▶ What is needed
When the line containing "point(238, 3)" appears in the data below, begin copying there and stop only after the line containing "Target: asphalt basketball court".

▶ Exercise input

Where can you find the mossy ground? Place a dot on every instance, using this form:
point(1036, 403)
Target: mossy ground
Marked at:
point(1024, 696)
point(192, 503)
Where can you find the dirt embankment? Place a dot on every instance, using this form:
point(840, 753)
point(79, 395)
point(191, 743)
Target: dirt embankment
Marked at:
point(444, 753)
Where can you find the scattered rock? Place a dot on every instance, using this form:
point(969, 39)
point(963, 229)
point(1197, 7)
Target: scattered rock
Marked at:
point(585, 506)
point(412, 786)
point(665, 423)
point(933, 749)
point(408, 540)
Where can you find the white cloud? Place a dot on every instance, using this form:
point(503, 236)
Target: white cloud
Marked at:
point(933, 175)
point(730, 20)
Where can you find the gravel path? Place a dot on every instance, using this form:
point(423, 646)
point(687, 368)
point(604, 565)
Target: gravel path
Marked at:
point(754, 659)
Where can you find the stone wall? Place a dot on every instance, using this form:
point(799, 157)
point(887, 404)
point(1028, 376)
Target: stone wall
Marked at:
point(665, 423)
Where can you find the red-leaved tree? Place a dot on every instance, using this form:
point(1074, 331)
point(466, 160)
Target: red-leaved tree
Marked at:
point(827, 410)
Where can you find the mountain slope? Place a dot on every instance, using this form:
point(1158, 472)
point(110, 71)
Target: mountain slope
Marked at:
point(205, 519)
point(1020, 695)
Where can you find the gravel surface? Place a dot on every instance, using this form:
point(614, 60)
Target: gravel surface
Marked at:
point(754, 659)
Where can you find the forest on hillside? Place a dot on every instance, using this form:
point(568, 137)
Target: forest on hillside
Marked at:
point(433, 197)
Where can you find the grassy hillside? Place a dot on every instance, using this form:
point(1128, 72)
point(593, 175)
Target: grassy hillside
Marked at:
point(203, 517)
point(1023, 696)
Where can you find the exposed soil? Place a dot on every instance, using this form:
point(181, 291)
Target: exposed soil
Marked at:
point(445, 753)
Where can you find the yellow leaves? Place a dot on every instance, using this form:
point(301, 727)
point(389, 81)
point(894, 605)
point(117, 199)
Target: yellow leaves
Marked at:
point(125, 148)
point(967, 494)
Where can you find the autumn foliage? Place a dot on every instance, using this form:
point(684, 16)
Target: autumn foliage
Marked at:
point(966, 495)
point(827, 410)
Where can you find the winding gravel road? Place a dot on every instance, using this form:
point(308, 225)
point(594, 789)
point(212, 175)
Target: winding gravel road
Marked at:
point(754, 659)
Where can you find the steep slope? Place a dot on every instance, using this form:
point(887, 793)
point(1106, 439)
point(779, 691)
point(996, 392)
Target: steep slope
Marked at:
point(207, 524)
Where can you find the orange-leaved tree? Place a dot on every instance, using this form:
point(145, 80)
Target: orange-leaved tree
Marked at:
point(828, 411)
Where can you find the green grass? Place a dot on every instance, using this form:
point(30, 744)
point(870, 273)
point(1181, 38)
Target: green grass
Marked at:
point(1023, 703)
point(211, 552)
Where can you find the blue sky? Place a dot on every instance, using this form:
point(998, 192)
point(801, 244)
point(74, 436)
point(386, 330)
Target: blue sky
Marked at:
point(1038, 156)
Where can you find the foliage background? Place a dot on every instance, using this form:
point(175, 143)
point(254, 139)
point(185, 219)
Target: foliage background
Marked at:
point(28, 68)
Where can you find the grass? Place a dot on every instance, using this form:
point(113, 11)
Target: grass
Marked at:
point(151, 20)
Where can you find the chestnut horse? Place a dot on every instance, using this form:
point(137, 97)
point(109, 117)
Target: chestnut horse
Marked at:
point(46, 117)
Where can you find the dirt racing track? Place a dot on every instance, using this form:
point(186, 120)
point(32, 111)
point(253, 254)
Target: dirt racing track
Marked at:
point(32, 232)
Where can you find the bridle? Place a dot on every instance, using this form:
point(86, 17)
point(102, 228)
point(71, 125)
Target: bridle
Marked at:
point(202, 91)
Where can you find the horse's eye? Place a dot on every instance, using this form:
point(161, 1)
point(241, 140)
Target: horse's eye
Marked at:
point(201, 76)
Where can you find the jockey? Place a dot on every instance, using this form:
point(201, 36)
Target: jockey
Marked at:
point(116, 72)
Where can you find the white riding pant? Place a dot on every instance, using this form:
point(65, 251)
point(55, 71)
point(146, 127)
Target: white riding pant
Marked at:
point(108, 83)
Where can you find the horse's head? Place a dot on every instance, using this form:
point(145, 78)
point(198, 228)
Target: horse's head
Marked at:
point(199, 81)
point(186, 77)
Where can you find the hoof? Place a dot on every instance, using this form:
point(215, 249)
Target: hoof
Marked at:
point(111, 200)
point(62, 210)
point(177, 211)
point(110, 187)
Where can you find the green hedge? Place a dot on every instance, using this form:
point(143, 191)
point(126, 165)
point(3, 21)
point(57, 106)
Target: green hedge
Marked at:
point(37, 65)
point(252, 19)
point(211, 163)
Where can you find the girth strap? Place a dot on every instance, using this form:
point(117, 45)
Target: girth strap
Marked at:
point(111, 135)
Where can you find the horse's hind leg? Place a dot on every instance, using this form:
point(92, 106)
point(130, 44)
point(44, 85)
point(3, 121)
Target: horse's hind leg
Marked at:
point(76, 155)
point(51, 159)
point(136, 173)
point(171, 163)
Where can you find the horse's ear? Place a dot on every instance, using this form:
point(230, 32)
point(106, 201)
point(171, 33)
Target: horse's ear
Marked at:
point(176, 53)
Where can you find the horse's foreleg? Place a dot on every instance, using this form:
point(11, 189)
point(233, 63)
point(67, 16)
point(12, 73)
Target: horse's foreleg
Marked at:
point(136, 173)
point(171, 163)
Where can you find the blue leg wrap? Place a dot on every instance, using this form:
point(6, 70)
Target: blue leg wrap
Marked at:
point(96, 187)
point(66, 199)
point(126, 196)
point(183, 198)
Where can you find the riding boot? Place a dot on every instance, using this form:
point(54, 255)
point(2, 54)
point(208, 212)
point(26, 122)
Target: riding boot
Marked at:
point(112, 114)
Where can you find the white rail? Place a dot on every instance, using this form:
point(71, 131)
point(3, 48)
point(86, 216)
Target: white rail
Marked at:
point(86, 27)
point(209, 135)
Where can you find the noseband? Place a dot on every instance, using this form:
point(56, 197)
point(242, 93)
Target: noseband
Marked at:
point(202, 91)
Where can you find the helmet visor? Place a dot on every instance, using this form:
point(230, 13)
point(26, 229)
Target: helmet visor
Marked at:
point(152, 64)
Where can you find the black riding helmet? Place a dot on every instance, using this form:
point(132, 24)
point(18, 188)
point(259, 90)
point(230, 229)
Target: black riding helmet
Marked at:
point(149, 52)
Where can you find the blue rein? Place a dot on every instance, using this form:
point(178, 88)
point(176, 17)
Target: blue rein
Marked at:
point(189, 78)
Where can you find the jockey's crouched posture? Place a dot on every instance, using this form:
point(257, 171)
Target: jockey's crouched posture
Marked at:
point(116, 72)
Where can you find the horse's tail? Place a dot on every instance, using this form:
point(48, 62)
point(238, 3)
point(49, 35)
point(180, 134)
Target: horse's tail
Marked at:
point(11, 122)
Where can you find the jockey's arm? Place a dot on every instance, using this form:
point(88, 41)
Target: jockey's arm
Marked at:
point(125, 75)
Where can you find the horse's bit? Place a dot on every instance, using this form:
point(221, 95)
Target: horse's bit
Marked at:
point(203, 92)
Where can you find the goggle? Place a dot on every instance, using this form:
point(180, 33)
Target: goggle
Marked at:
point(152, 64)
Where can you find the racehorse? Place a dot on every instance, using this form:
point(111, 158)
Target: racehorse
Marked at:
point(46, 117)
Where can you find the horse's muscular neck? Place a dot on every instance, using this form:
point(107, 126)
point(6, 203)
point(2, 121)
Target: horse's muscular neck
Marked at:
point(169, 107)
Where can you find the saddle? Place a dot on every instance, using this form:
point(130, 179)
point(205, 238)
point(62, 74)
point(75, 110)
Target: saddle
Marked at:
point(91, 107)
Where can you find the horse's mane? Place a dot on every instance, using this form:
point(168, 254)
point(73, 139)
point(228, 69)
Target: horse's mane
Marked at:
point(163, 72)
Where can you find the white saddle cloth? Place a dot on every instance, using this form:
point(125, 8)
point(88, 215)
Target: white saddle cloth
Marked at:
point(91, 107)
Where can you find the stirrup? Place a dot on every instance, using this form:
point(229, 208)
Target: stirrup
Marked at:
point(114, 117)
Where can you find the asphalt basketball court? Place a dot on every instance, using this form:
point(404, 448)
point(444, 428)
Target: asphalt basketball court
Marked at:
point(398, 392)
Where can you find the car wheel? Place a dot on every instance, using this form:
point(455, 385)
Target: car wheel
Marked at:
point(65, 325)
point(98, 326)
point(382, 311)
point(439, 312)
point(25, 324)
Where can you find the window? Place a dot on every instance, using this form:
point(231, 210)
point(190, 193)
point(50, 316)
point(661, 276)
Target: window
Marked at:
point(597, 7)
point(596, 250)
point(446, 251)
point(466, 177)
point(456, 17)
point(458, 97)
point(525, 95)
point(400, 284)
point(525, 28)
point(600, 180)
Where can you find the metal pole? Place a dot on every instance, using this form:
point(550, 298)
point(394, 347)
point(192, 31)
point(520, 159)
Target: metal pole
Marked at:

▶ Answer to the problem
point(238, 3)
point(49, 35)
point(180, 134)
Target: horse's tail
Marked at:
point(11, 122)
Where can you find the jockey's arm? Place a dot on every instance, using this form:
point(88, 41)
Target: jockey's arm
Marked at:
point(125, 75)
Where can you find the horse's bit? Place a dot on every instance, using this form:
point(221, 95)
Target: horse's bit
Marked at:
point(203, 92)
Where can you find the goggle? Place a dot on every instance, using this form:
point(180, 33)
Target: goggle
Marked at:
point(152, 64)
Where can you find the racehorse? Place a dot on every instance, using this form:
point(111, 158)
Target: racehorse
Marked at:
point(46, 117)
Where can you find the horse's muscular neck? Place a dot on every instance, using this form:
point(107, 126)
point(6, 203)
point(2, 121)
Target: horse's muscular neck
Marked at:
point(169, 107)
Where can you find the saddle? Place a dot on every instance, using this form:
point(130, 179)
point(205, 238)
point(62, 74)
point(75, 110)
Target: saddle
Marked at:
point(91, 107)
Where can you find the horse's mane? Place a dot on every instance, using this form:
point(168, 254)
point(73, 139)
point(228, 69)
Target: horse's mane
Marked at:
point(163, 72)
Where can you find the white saddle cloth? Place a dot on every instance, using this form:
point(125, 8)
point(88, 215)
Target: white saddle cloth
Marked at:
point(91, 107)
Where can you find the stirrup? Place a dot on every instance, using this form:
point(229, 208)
Target: stirrup
Marked at:
point(114, 117)
Where can you find the asphalt basketball court? Place a dot on every instance, using this form:
point(404, 448)
point(444, 428)
Target: asphalt basketball court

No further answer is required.